### Exercise directions
Every line of the entries with the word "below" in it should be shown.

### Record extracts
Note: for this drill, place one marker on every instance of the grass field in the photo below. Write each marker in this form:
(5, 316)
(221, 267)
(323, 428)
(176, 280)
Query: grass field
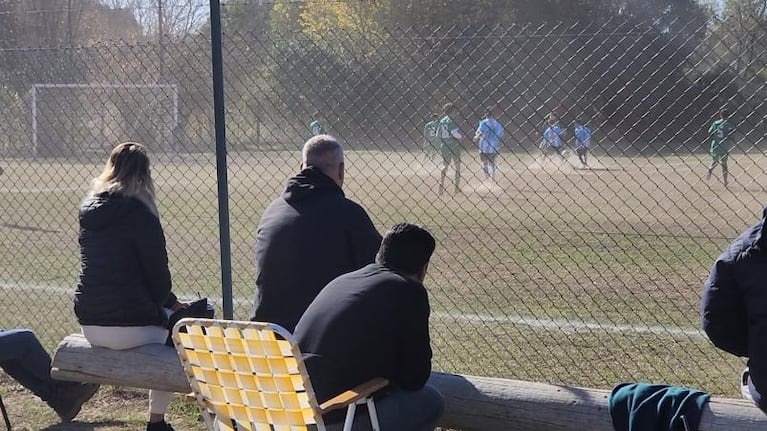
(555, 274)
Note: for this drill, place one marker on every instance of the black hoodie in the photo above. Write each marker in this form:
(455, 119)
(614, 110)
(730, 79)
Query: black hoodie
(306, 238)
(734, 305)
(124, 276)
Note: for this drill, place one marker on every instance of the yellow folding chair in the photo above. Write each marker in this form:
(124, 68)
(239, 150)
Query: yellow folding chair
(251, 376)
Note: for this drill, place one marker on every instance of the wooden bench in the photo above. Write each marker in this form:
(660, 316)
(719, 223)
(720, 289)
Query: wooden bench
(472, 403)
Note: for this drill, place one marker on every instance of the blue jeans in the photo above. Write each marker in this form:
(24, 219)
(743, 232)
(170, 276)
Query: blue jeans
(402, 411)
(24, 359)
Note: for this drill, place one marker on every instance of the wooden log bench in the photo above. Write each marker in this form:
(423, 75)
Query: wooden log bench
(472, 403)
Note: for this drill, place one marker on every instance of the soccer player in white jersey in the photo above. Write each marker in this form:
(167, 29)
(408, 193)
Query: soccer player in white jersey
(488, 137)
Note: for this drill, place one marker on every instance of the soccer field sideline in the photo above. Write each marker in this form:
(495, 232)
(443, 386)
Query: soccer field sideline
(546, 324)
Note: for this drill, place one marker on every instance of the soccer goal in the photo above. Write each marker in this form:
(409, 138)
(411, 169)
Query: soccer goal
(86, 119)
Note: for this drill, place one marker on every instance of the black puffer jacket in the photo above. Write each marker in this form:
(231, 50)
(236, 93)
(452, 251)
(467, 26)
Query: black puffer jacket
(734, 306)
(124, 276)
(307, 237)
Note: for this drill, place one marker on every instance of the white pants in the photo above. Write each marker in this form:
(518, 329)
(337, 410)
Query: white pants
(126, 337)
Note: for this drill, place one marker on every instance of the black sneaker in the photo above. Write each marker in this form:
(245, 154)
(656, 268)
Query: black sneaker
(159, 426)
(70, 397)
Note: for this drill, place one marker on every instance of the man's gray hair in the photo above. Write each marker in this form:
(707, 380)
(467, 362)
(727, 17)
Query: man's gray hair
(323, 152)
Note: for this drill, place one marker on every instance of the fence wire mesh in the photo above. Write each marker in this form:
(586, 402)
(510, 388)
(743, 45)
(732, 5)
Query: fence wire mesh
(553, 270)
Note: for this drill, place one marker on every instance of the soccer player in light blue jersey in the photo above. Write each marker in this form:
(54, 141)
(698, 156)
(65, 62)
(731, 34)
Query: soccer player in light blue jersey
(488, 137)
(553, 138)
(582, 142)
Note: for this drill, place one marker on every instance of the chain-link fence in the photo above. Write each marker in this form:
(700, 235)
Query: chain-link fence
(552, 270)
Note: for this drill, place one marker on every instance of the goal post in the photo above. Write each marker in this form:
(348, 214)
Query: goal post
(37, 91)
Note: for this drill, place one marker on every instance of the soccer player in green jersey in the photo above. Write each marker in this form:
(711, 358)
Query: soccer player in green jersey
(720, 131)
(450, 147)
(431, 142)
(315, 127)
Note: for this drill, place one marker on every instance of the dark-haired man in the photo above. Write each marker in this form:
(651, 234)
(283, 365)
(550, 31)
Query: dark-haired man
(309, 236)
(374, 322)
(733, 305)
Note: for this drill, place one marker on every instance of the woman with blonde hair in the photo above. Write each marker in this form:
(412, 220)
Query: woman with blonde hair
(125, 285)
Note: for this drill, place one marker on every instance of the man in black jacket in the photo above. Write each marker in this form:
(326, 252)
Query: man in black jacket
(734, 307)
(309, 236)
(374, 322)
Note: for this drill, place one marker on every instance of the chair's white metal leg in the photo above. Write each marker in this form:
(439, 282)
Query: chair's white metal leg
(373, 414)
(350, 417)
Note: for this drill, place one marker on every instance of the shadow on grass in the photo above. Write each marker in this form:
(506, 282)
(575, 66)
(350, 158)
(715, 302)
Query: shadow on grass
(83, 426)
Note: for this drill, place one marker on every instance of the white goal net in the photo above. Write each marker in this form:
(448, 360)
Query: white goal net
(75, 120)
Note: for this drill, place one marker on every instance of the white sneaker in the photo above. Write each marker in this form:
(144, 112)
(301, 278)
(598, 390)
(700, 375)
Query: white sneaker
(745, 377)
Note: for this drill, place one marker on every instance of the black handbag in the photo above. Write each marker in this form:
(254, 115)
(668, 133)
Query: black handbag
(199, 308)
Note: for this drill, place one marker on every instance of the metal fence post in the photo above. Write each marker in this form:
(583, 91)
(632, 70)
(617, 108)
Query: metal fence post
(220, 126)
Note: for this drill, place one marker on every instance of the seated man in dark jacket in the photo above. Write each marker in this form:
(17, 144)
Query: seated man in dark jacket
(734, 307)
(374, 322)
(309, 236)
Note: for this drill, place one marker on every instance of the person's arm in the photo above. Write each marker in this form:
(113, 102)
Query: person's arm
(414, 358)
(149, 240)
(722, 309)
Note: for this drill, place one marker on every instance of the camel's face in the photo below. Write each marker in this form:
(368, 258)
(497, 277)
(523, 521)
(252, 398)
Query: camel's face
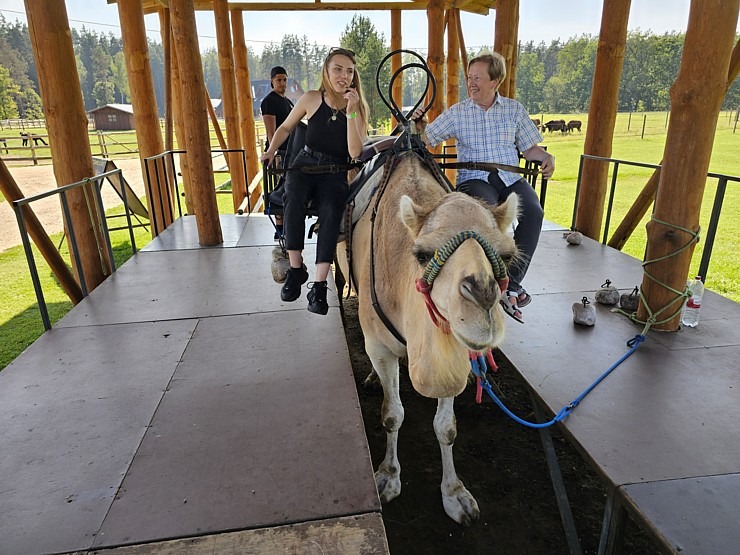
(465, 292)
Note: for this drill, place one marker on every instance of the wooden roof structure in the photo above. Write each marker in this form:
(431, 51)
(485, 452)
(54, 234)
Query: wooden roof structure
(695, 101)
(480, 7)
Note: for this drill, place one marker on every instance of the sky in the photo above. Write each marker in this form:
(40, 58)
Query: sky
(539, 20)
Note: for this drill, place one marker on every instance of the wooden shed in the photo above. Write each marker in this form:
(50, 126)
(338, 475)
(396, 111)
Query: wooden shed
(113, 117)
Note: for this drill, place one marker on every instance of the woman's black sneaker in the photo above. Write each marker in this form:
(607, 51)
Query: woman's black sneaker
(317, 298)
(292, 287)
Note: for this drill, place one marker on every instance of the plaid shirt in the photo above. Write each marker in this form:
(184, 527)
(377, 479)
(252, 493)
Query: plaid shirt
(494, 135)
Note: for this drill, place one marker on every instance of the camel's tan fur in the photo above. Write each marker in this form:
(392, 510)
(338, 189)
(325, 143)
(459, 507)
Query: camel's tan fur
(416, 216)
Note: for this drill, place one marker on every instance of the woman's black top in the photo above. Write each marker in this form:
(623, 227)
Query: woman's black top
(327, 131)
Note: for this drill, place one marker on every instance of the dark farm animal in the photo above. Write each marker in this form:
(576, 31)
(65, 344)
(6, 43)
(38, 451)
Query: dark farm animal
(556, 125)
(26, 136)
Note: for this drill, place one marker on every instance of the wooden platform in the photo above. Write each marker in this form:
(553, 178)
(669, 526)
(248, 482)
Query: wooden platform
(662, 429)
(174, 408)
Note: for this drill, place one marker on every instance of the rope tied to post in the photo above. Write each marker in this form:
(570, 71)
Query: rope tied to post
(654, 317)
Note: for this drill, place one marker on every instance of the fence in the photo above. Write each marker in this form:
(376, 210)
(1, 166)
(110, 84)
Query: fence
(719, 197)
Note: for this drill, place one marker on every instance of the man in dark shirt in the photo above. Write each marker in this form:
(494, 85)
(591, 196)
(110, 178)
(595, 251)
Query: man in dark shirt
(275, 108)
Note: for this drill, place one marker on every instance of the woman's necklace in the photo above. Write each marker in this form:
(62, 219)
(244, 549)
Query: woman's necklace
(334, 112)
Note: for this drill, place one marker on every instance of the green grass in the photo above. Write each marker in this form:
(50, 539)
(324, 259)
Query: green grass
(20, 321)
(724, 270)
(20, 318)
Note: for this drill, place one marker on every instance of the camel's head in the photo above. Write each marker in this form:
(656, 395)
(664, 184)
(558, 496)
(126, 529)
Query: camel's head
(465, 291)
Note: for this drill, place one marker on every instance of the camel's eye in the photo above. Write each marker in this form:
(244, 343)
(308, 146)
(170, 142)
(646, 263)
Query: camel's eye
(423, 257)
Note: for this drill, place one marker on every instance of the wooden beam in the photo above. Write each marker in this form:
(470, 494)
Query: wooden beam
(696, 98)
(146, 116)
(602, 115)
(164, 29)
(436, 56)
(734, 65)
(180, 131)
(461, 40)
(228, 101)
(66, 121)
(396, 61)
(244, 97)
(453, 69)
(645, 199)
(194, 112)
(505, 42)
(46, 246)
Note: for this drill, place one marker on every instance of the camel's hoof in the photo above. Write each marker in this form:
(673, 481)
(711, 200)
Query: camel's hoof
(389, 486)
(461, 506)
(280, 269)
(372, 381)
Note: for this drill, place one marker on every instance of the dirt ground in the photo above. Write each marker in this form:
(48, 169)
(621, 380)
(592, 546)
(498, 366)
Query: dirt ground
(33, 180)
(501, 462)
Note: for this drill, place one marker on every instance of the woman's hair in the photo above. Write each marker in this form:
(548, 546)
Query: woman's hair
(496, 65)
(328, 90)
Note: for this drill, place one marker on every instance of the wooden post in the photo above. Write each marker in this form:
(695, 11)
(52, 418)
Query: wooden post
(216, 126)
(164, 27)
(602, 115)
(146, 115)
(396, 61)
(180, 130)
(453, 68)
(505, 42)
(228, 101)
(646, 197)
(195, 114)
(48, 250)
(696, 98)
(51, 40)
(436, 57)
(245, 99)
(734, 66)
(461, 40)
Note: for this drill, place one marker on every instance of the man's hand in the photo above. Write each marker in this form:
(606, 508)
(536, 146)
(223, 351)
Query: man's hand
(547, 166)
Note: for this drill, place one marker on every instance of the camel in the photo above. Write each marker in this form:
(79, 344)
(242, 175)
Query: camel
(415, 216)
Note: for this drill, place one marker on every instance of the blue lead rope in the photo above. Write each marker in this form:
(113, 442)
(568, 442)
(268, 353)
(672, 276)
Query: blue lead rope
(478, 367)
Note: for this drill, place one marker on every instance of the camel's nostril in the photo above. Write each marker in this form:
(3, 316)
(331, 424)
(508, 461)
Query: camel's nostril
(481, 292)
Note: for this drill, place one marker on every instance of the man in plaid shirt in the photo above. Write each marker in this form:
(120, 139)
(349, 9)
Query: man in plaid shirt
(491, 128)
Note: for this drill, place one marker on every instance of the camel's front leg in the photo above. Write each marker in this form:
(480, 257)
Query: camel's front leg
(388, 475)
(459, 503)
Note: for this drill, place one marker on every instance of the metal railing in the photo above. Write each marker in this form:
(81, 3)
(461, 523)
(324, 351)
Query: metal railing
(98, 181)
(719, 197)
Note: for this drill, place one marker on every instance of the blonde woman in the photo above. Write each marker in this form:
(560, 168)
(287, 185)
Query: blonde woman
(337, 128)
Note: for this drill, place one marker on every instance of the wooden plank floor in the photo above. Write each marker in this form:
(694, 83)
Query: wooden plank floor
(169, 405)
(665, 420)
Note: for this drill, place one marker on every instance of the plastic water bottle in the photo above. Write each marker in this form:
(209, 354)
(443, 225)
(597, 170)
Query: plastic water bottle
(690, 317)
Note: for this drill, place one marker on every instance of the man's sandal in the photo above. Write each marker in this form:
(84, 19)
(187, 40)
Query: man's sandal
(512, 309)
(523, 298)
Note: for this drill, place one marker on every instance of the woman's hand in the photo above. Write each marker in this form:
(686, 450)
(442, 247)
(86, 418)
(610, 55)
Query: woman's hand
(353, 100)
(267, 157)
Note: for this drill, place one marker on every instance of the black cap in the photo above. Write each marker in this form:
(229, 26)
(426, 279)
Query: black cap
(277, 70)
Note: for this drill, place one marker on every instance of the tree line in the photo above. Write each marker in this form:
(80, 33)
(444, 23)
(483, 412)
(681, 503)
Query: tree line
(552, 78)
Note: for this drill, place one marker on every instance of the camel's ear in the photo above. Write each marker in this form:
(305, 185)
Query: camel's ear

### Solution
Note: for this drill, place one marker on every instance of the grass field in the photo below. Write each marker in this form:
Note: for this drill, place one marker on every instance of the camel's face in the photo below. Write each marker in this form:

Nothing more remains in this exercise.